= JOB =
Write out the whole listing, matching it exactly.

● ● ●

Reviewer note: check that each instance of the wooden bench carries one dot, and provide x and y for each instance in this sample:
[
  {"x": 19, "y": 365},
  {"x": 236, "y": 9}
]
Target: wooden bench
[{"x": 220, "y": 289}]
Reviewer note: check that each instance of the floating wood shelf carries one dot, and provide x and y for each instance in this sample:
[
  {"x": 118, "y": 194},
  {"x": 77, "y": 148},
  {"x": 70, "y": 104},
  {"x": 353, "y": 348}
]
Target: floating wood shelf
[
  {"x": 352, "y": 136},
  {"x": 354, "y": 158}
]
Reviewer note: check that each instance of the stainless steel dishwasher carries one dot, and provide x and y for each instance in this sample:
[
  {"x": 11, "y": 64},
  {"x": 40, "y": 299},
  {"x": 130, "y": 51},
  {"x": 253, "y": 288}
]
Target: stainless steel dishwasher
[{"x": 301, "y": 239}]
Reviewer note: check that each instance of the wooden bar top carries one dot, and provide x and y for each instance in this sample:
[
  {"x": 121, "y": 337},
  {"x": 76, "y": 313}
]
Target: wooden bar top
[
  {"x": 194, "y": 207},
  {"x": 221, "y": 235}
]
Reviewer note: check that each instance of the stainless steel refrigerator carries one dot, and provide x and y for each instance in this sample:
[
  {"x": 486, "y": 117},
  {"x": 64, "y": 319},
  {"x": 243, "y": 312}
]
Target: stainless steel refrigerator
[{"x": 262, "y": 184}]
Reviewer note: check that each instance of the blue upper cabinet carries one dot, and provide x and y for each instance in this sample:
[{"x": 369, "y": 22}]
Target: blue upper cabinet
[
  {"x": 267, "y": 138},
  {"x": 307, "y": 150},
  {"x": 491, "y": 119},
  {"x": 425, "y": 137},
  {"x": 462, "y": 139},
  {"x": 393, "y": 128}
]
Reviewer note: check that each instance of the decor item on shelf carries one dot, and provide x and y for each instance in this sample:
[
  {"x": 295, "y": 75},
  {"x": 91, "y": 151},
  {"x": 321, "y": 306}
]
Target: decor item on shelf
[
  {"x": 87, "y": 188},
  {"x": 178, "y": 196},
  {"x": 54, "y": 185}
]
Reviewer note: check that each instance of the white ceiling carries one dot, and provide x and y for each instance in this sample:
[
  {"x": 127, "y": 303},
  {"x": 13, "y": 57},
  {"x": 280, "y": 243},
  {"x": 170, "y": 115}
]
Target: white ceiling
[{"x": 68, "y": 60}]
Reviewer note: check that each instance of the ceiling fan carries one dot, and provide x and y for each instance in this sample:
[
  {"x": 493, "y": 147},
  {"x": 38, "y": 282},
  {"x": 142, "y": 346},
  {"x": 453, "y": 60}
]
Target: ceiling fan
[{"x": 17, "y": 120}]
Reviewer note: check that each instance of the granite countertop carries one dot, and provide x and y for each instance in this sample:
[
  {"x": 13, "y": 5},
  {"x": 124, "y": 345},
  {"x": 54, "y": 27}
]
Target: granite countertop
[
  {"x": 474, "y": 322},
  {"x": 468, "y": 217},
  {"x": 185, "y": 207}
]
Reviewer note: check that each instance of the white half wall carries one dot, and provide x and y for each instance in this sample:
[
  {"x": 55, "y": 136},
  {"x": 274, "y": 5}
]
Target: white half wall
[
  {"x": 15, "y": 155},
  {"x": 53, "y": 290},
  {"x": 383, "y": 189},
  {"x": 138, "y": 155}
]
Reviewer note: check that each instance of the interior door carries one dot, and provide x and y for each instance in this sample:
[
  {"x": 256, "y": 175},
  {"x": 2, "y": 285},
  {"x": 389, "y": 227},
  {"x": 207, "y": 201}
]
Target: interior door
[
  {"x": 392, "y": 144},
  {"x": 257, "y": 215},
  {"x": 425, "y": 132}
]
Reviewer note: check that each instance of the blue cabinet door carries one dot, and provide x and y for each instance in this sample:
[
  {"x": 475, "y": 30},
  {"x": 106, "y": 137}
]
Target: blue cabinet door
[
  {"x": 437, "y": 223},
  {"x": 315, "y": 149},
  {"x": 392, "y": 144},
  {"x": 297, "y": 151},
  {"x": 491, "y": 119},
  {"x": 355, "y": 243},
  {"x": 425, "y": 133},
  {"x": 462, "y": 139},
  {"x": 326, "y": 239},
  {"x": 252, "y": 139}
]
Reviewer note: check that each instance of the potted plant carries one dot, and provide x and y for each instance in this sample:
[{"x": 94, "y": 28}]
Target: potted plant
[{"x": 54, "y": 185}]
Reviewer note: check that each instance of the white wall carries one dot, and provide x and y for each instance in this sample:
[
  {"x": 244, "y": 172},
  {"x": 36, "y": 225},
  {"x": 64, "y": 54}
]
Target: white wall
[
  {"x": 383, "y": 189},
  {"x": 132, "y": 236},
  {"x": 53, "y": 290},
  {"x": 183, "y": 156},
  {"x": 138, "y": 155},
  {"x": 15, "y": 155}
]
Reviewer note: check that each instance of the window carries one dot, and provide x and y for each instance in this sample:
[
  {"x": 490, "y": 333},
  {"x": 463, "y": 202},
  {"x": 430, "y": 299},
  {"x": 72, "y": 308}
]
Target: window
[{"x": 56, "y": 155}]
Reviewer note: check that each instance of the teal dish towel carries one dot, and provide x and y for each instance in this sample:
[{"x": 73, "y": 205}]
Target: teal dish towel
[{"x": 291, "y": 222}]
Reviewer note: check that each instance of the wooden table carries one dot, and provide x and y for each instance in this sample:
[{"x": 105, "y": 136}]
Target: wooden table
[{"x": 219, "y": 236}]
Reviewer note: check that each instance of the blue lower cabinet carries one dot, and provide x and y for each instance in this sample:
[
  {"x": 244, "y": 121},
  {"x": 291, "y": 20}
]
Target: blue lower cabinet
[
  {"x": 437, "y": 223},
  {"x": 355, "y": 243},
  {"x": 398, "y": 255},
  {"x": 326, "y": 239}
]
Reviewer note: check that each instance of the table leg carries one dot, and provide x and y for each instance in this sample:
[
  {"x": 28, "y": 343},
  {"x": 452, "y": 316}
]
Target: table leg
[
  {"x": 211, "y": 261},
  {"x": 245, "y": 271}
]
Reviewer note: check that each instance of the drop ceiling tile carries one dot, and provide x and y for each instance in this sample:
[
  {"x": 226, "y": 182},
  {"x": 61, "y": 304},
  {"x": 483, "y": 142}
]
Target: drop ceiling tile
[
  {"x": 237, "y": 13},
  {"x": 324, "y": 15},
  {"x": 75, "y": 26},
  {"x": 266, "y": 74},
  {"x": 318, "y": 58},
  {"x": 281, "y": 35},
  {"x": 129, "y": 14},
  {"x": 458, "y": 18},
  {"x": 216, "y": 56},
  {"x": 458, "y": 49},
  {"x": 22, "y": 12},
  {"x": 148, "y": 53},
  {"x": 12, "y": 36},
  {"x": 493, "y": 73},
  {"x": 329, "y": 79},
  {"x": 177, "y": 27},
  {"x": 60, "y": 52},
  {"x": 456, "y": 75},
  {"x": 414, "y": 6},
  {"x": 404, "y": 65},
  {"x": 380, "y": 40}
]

● ● ●

= CORRECT RESULT =
Reviewer note: check that each instance of the wooden bench carries one dot, and provide x and y for each instance in this sample:
[
  {"x": 19, "y": 365},
  {"x": 236, "y": 9}
]
Target: wooden bench
[{"x": 220, "y": 289}]
Reviewer note: check that each instance of the floating wood shelf carries one dot, and provide x and y for each instance in this sample:
[
  {"x": 118, "y": 194},
  {"x": 77, "y": 148},
  {"x": 70, "y": 104},
  {"x": 353, "y": 348}
]
Target: floating wood shelf
[
  {"x": 352, "y": 136},
  {"x": 354, "y": 158}
]
Reviewer note: check that each instance of the stainless steel dishwasher carries one dot, and provide x and y for each instance in this sample:
[
  {"x": 11, "y": 64},
  {"x": 40, "y": 299},
  {"x": 130, "y": 51},
  {"x": 253, "y": 288}
]
Target: stainless steel dishwasher
[{"x": 301, "y": 239}]
Reviewer note: check that each instance of the wooden bar top carries one dot, and provide x and y for each instance in this sample:
[
  {"x": 121, "y": 337},
  {"x": 76, "y": 313}
]
Target: wooden bar top
[
  {"x": 194, "y": 207},
  {"x": 221, "y": 235}
]
Reviewer note: check that each instance of the stainless steel refrigerator carries one dot, and provide x and y for each instance in this sample:
[
  {"x": 486, "y": 117},
  {"x": 64, "y": 319},
  {"x": 243, "y": 312}
]
Target: stainless steel refrigerator
[{"x": 262, "y": 184}]
Reviewer note: check that each instance of the blue upper cabinet carries one dot, and provide x and y for each instance in this sample:
[{"x": 369, "y": 22}]
Target: blue upper cabinet
[
  {"x": 267, "y": 138},
  {"x": 307, "y": 150},
  {"x": 491, "y": 119},
  {"x": 425, "y": 137},
  {"x": 462, "y": 139},
  {"x": 393, "y": 128}
]
Reviewer note: check that each instance of the decor item on shelf carries one dot, and provide x and y for each instance in this sample:
[
  {"x": 295, "y": 75},
  {"x": 91, "y": 151},
  {"x": 321, "y": 306}
]
Target: decor item on shelf
[
  {"x": 87, "y": 188},
  {"x": 178, "y": 196},
  {"x": 54, "y": 185}
]
Reviewer note: check that each instance of the white ceiling carries one dot, and provide x and y for each instance in this sample:
[
  {"x": 127, "y": 303},
  {"x": 13, "y": 57},
  {"x": 280, "y": 243},
  {"x": 170, "y": 115}
]
Target: white ceiling
[{"x": 68, "y": 60}]
Reviewer note: check that each instance of the ceiling fan carries one dot, and provide x and y for each instance in this sample:
[
  {"x": 493, "y": 147},
  {"x": 38, "y": 282},
  {"x": 142, "y": 346},
  {"x": 453, "y": 60}
]
Target: ceiling fan
[{"x": 17, "y": 120}]
Reviewer note: check that each instance of the granite countertop carries one dot, and provide x and y for each instance in this sample:
[
  {"x": 13, "y": 5},
  {"x": 124, "y": 345},
  {"x": 54, "y": 27}
]
Target: granite countertop
[
  {"x": 474, "y": 322},
  {"x": 468, "y": 217},
  {"x": 185, "y": 207}
]
Reviewer note: check that each instance of the white half wall carries one dot, and provide x and y for each instance in this sample:
[
  {"x": 55, "y": 136},
  {"x": 274, "y": 5}
]
Target: white half wall
[
  {"x": 15, "y": 155},
  {"x": 53, "y": 290},
  {"x": 383, "y": 189},
  {"x": 138, "y": 155}
]
Reviewer note: check that each instance of the interior door carries one dot, and provide x and y for each instance in this sample:
[
  {"x": 256, "y": 175},
  {"x": 2, "y": 285},
  {"x": 389, "y": 227},
  {"x": 207, "y": 201}
]
Target: interior door
[
  {"x": 392, "y": 144},
  {"x": 257, "y": 215},
  {"x": 425, "y": 132}
]
Reviewer note: check that each instance of the blue cabinet door carries one dot, and provide x and y for each instance in this sample:
[
  {"x": 475, "y": 30},
  {"x": 106, "y": 137}
]
Target: blue cabinet door
[
  {"x": 437, "y": 223},
  {"x": 315, "y": 149},
  {"x": 392, "y": 144},
  {"x": 297, "y": 151},
  {"x": 491, "y": 119},
  {"x": 355, "y": 243},
  {"x": 425, "y": 133},
  {"x": 462, "y": 139},
  {"x": 326, "y": 239},
  {"x": 252, "y": 139}
]
Reviewer note: check that each instance of the potted plant carries one dot, and provide x and y for each instance in this sample:
[{"x": 94, "y": 28}]
Target: potted plant
[{"x": 54, "y": 185}]
Reviewer note: check that each instance of the white wall carries one dot, and provide x and y for each instance in this sample:
[
  {"x": 244, "y": 172},
  {"x": 36, "y": 225},
  {"x": 64, "y": 54}
]
Target: white wall
[
  {"x": 383, "y": 189},
  {"x": 132, "y": 236},
  {"x": 53, "y": 290},
  {"x": 183, "y": 156},
  {"x": 138, "y": 155},
  {"x": 15, "y": 155}
]
Reviewer note: check that each instance of the window carries one dot, and provide x and y for each instance in this sample:
[
  {"x": 490, "y": 333},
  {"x": 463, "y": 202},
  {"x": 430, "y": 299},
  {"x": 72, "y": 308}
]
Target: window
[{"x": 56, "y": 155}]
Reviewer note: check that each instance of the teal dish towel carries one dot, and provide x and y for each instance in this sample:
[{"x": 73, "y": 205}]
Target: teal dish towel
[{"x": 291, "y": 222}]
Reviewer note: check that each instance of the wooden table carries one dot, and provide x and y for each instance in this sample:
[{"x": 105, "y": 136}]
Target: wooden table
[{"x": 219, "y": 236}]
Reviewer note: check that each instance of the blue lower cabinet carries one dot, and provide x and y for each instance in this sample:
[
  {"x": 244, "y": 121},
  {"x": 291, "y": 20}
]
Target: blue lower cabinet
[
  {"x": 437, "y": 223},
  {"x": 355, "y": 243},
  {"x": 398, "y": 255},
  {"x": 326, "y": 239}
]
Reviewer note: check that each instance of the table leg carries one dot, and provide x and y for each instance in this sample:
[
  {"x": 28, "y": 343},
  {"x": 452, "y": 316}
]
Target: table leg
[
  {"x": 211, "y": 261},
  {"x": 245, "y": 271}
]
Reviewer note: check that each instance of the drop ceiling tile carries one dot, and provide x and y for each instance in this sample:
[
  {"x": 226, "y": 182},
  {"x": 61, "y": 304},
  {"x": 483, "y": 142}
]
Target: drop ceiling tile
[
  {"x": 237, "y": 13},
  {"x": 324, "y": 15},
  {"x": 75, "y": 26},
  {"x": 266, "y": 74},
  {"x": 318, "y": 58},
  {"x": 281, "y": 35},
  {"x": 129, "y": 14},
  {"x": 458, "y": 18},
  {"x": 216, "y": 56},
  {"x": 458, "y": 49},
  {"x": 22, "y": 12},
  {"x": 148, "y": 53},
  {"x": 12, "y": 36},
  {"x": 493, "y": 73},
  {"x": 329, "y": 79},
  {"x": 177, "y": 27},
  {"x": 60, "y": 52},
  {"x": 456, "y": 75},
  {"x": 414, "y": 6},
  {"x": 404, "y": 65},
  {"x": 380, "y": 40}
]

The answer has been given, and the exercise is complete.